[Opening Exercise material section]
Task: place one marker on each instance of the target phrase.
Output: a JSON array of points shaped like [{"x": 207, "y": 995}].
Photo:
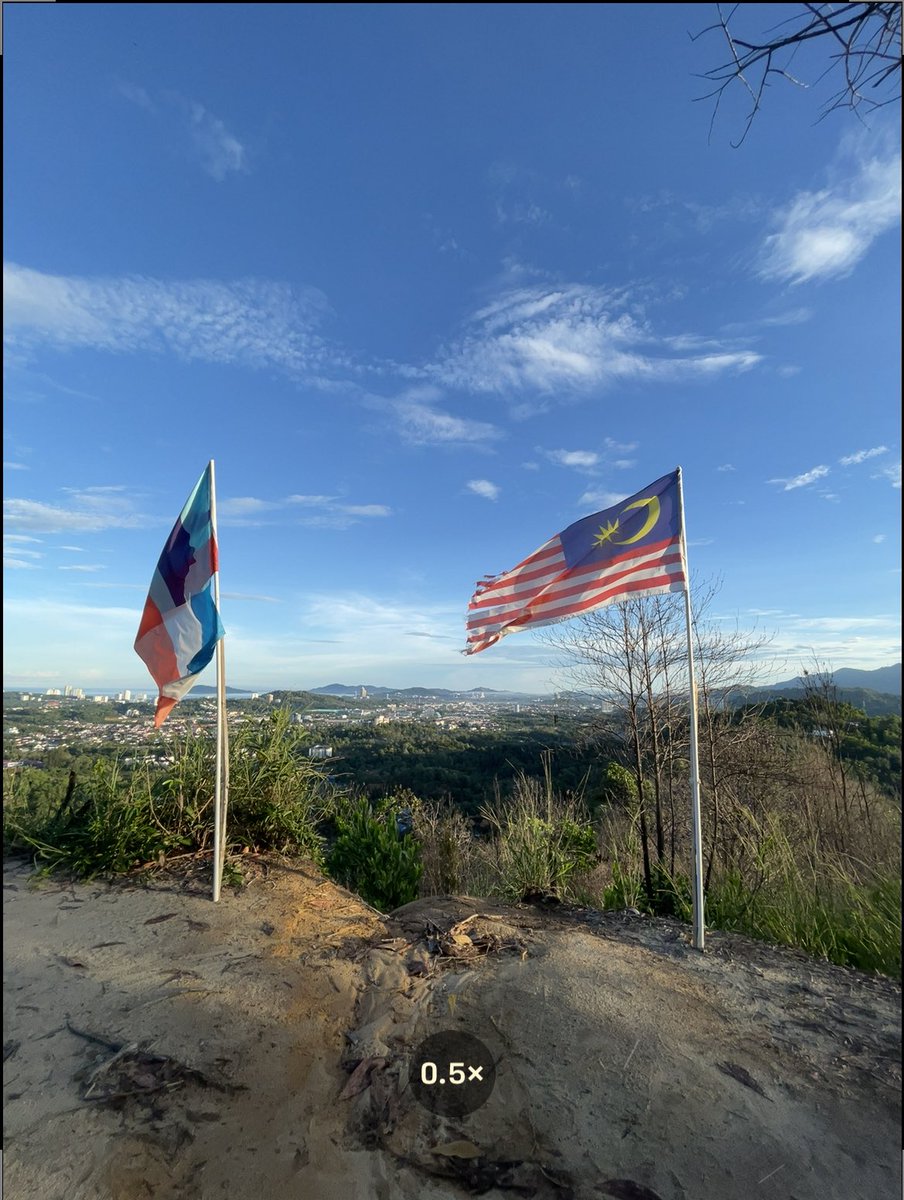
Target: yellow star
[{"x": 605, "y": 533}]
[Closing Exercise material section]
Reproduce the entries above exactly, without images.

Task: place one marker on each instance of the target phrase.
Output: a JSON array of points shaped like [{"x": 207, "y": 995}].
Photo:
Target: yellow star
[{"x": 605, "y": 533}]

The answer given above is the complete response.